Goals
1. Reproduce a passage from the tour update word for word, beginning at the words "In Shanghai, we" and stopping after the words "type of music.".
2. Translate this sentence from the tour update into Spanish: "In Beijing, I really enjoyed playing at fRUITYSPACE, a DIY space setup in the basement of a Korean BBQ place."
3. For each statement, decide whether it agrees with the tour update. Answer yes or no and quote the deciding words of the text.
(a) The tour included shows in Hong Kong.
(b) The Shanghai show drew fewer than 100 people.
(c) The writer had toured widely before this trip.

Passage to read

•••••

It is March. The end of winter. A Monday of sorts.
Last Year, 2024
My last update was in announcement of a tour in east Asia, so let’s start from there.
In May and June, I traveled with Kastakila and Emptyflash to play shows in Beijing, Shanghai, Hong Kong and Bangkok. This was my first real international tour (or tour of any kind), and gave me a taste of some of the machinery involved.
In Beijing, I really enjoyed playing at fRUITYSPACE, a DIY space setup in the basement of a Korean BBQ place.
In Shanghai, we played at Shanghai Concert Hall as part of ICLC 2024. With an audience of over 200 people, it is easily the biggest show I’ve played. At one point a kid in the audience tried to sing along to my sampled bits of a french train announcement jingle.
Over the course of these shows, I’d written a couple of songs on the road and had the opportunity to test them out. Writing songs on the fly without close attention to sound design or mix is new for me, and led to a very different type of music.

•••••

Recorded information
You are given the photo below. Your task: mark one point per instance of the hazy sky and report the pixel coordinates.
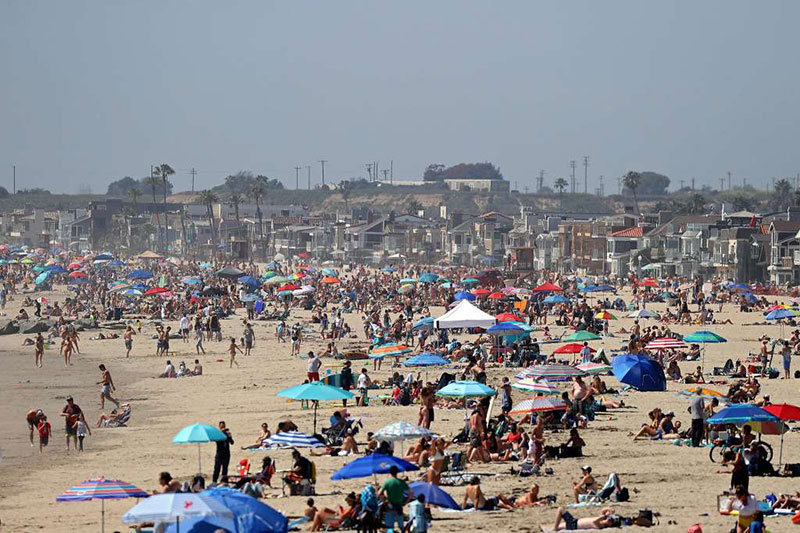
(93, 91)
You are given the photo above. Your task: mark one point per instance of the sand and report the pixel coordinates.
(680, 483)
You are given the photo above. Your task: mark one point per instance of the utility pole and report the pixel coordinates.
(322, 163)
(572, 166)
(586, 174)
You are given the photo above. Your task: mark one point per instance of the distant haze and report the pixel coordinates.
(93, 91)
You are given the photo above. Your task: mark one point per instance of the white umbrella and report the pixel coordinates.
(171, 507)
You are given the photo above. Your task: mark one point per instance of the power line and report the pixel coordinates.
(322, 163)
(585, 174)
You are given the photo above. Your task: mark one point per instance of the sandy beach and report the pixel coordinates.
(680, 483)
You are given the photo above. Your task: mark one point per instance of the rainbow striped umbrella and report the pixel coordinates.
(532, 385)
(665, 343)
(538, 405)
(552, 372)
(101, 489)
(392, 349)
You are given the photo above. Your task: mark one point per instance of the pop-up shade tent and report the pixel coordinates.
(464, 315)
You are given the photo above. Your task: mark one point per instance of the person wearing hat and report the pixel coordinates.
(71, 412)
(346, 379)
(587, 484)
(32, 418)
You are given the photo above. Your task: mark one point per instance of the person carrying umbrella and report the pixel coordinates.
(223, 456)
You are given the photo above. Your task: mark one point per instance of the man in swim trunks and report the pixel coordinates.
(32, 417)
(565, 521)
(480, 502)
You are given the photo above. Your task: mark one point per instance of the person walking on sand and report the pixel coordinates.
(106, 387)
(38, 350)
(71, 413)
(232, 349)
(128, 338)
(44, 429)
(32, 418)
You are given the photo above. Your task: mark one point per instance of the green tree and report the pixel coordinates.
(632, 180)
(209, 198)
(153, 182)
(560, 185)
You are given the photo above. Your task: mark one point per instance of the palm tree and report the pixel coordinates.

•••••

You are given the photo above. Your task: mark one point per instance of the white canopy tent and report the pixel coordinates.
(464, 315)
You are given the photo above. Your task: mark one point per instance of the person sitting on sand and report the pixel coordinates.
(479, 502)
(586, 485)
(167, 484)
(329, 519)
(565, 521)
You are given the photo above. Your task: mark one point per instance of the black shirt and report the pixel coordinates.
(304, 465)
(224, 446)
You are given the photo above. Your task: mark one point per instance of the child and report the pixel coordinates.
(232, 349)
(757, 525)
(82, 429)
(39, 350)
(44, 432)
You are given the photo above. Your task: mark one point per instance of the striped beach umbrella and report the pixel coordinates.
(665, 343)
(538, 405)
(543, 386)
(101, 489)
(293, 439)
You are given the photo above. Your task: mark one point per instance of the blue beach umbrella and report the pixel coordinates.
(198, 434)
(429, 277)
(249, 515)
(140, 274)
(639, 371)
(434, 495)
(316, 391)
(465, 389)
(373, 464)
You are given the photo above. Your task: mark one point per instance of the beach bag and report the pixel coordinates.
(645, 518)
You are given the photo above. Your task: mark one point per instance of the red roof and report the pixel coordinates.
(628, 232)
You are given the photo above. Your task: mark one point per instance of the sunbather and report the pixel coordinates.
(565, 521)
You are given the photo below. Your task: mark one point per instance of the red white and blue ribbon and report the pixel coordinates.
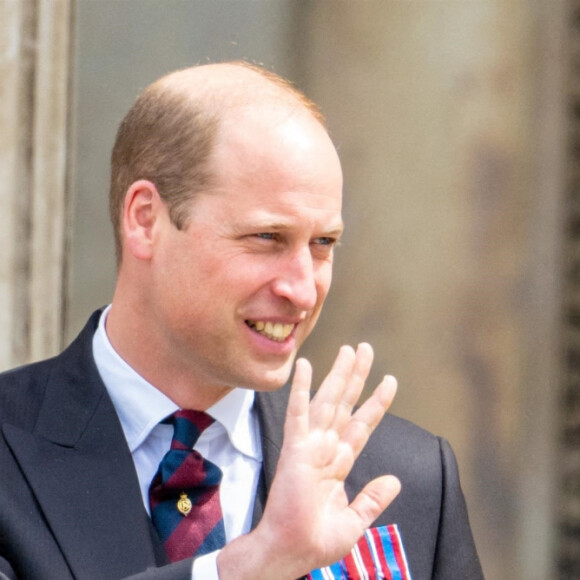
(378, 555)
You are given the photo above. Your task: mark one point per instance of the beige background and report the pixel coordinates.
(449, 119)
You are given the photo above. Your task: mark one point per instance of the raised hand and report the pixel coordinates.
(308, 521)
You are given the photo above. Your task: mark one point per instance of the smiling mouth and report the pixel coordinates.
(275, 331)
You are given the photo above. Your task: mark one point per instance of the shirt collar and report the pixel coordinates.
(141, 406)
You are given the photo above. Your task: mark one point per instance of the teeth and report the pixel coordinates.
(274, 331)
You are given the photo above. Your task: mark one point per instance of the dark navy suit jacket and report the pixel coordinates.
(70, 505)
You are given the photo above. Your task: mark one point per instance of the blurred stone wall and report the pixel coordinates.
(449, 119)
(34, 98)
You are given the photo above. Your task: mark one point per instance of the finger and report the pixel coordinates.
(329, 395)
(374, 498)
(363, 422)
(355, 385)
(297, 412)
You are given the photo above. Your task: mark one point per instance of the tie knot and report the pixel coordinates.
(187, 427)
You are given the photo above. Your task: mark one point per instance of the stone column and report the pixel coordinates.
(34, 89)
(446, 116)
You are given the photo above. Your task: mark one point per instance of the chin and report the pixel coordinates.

•••••

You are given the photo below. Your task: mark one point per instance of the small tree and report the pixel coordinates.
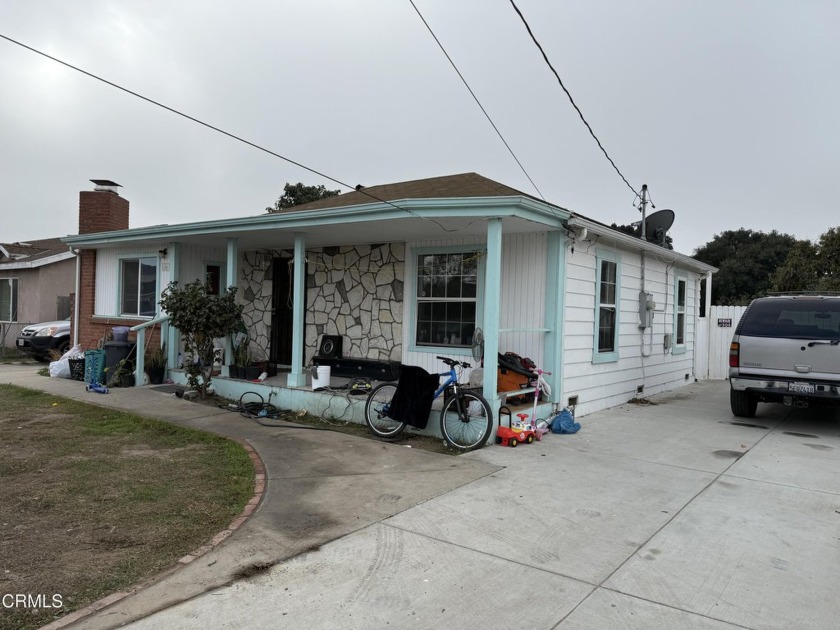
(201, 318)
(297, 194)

•••••

Task-by-task answers
1.
In Shanghai, we played at Shanghai Concert Hall as part of ICLC 2024. With an audience of over 200 people, it is easily the biggest show I’ve played. At one point a kid in the audience tried to sing along to my sampled bits of a french train announcement jingle.
Over the course of these shows, I’d written a couple of songs on the road and had the opportunity to test them out. Writing songs on the fly without close attention to sound design or mix is new for me, and led to a very different type of music.

2. En Pekín, disfruté mucho tocando en fRUITYSPACE, un espacio DIY instalado en el sótano de un restaurante de barbacoa coreana.

3.
(a) Yes: "to play shows in Beijing, Shanghai, Hong Kong and Bangkok"
(b) No: "With an audience of over 200 people"
(c) No: "This was my first real international tour (or tour of any kind)"